__Aim__. Arrange every line of the rows below as a JSON list of strings, one string per line, leaving out blank lines. Omit the pictures from your answer.

**** Available data

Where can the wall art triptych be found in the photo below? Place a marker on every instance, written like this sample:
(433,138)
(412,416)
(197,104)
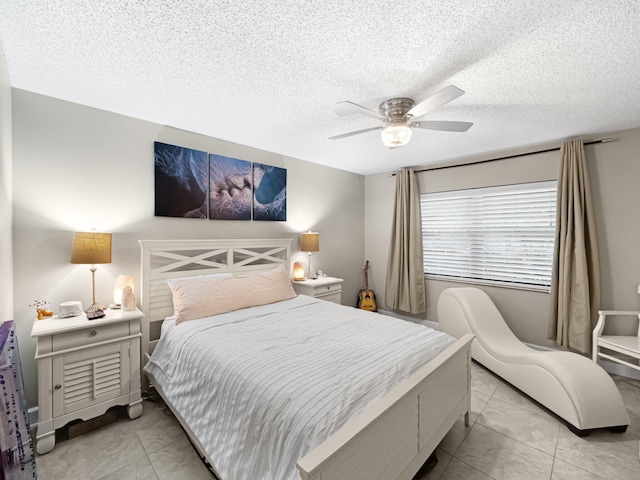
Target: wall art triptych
(194,184)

********

__Result of the task__.
[
  "Where can the wall art triptych be found in the photo below? Place a marker on every instance, written like this sample:",
  "(433,138)",
  "(412,416)",
  "(197,104)",
  "Target: wall art triptych",
  "(194,184)"
]